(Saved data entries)
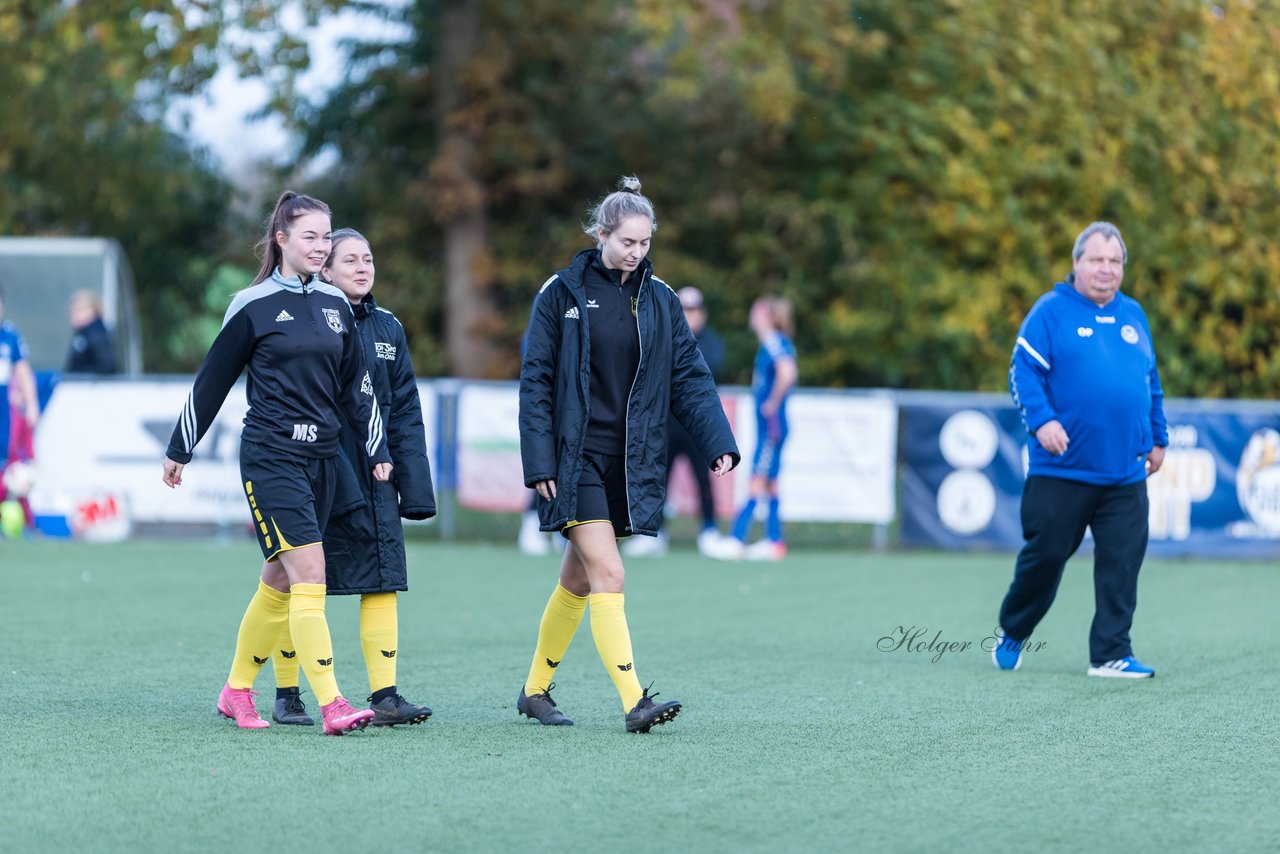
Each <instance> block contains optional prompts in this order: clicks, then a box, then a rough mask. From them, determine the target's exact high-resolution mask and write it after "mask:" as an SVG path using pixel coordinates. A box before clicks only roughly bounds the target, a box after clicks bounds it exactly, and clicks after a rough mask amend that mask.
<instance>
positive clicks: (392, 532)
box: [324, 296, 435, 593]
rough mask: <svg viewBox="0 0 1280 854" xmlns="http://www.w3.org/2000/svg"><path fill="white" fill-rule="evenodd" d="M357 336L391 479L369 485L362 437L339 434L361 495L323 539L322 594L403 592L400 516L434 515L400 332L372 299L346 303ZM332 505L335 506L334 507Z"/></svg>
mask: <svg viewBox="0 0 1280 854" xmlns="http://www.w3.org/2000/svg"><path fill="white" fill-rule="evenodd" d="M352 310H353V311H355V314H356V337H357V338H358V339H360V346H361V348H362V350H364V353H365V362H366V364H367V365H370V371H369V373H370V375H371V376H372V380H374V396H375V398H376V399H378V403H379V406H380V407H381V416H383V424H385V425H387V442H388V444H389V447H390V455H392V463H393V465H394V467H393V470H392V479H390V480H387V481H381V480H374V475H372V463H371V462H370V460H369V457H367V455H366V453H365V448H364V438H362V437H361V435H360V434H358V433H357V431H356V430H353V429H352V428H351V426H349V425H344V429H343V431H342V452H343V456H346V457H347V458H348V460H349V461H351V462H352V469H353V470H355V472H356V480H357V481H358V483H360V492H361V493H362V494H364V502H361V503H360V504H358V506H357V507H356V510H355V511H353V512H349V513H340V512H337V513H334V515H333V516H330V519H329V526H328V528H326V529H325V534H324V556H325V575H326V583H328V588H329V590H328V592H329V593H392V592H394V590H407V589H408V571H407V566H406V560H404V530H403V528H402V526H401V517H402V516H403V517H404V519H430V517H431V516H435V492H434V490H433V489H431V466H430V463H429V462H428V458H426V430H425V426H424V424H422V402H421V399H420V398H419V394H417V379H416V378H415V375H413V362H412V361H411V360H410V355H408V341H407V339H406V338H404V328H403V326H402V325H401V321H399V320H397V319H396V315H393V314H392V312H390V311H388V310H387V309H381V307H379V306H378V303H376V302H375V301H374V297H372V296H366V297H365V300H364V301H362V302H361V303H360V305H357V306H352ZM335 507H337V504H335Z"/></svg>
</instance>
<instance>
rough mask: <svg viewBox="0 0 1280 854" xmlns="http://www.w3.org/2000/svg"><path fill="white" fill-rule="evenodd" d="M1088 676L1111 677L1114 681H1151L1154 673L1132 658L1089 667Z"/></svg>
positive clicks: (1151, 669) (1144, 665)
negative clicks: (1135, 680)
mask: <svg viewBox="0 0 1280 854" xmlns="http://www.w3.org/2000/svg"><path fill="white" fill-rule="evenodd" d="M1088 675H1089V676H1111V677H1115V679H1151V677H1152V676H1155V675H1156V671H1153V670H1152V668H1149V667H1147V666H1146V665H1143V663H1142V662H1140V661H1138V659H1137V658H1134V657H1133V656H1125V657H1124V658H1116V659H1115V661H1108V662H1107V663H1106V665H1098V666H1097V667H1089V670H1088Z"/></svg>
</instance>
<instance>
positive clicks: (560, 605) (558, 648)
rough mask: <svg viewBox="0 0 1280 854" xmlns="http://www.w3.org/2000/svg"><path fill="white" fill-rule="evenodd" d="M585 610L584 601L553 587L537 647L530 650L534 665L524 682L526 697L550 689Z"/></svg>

# YOUR OBJECTIVE
For this exercise, return the records above in full and exactly, omitting the images.

# SOLUTION
Each <instance> block contains optional prompts in this order: clicks, then a box, then a rough mask. From them, determine the target's exact high-resolution mask and write it after "mask:" as an SVG path using pixel coordinates. A box before clicks only roughly bounds the target, a box after clicks bounds it exactly, and clicks after a rough mask amend that mask.
<instance>
positive clicks: (392, 532)
box: [324, 296, 435, 593]
rough mask: <svg viewBox="0 0 1280 854" xmlns="http://www.w3.org/2000/svg"><path fill="white" fill-rule="evenodd" d="M357 336L391 479L369 485L362 437L339 434L361 495L323 539L322 594L403 592L400 516L434 515L400 332L372 299L346 303ZM332 505L335 506L334 507Z"/></svg>
mask: <svg viewBox="0 0 1280 854" xmlns="http://www.w3.org/2000/svg"><path fill="white" fill-rule="evenodd" d="M352 310H353V311H355V314H356V337H357V338H358V339H360V346H361V348H362V350H364V353H365V362H366V364H367V365H370V371H369V373H370V375H371V376H372V380H374V396H375V398H376V399H378V403H379V406H380V407H381V416H383V424H385V425H387V442H388V444H389V447H390V455H392V463H393V465H394V467H393V470H392V479H390V480H387V481H381V480H374V475H372V463H371V462H370V460H369V457H367V455H366V453H365V448H364V438H362V437H361V435H360V434H358V433H357V431H356V430H353V429H352V428H351V426H349V425H344V429H343V431H342V452H343V456H346V457H347V458H348V460H349V461H351V462H352V469H353V470H355V472H356V480H357V481H358V483H360V492H361V493H362V494H364V502H361V503H360V504H358V506H357V507H356V510H355V511H353V512H349V513H340V512H337V513H334V515H333V516H330V519H329V526H328V528H326V529H325V534H324V556H325V575H326V583H328V588H329V590H328V592H329V593H392V592H394V590H407V589H408V571H407V566H406V560H404V530H403V528H402V526H401V517H402V516H403V517H404V519H430V517H431V516H435V492H434V490H433V489H431V466H430V463H429V462H428V458H426V430H425V426H424V424H422V402H421V399H420V398H419V394H417V379H416V378H415V375H413V362H412V361H411V360H410V355H408V341H407V339H406V338H404V328H403V326H402V325H401V321H399V320H397V319H396V315H393V314H392V312H390V311H388V310H387V309H381V307H379V306H378V303H376V302H375V301H374V297H372V296H366V297H365V300H364V301H362V302H361V303H360V305H357V306H352ZM335 507H337V504H335Z"/></svg>
</instance>
<instance>
rough mask: <svg viewBox="0 0 1280 854" xmlns="http://www.w3.org/2000/svg"><path fill="white" fill-rule="evenodd" d="M1088 676L1111 677L1114 681H1151L1154 673L1132 658L1089 667Z"/></svg>
positive clicks: (1151, 669) (1144, 665)
negative clicks: (1135, 680)
mask: <svg viewBox="0 0 1280 854" xmlns="http://www.w3.org/2000/svg"><path fill="white" fill-rule="evenodd" d="M1088 675H1089V676H1111V677H1115V679H1151V677H1152V676H1155V675H1156V671H1153V670H1152V668H1149V667H1147V666H1146V665H1143V663H1142V662H1140V661H1138V659H1137V658H1134V657H1133V656H1125V657H1124V658H1116V659H1115V661H1108V662H1107V663H1106V665H1098V666H1097V667H1089V670H1088Z"/></svg>
</instance>
<instance>
positive clicks: (560, 605) (558, 648)
rough mask: <svg viewBox="0 0 1280 854" xmlns="http://www.w3.org/2000/svg"><path fill="white" fill-rule="evenodd" d="M585 610L584 601L553 587L537 647L530 650L534 665L524 682L526 697L550 689Z"/></svg>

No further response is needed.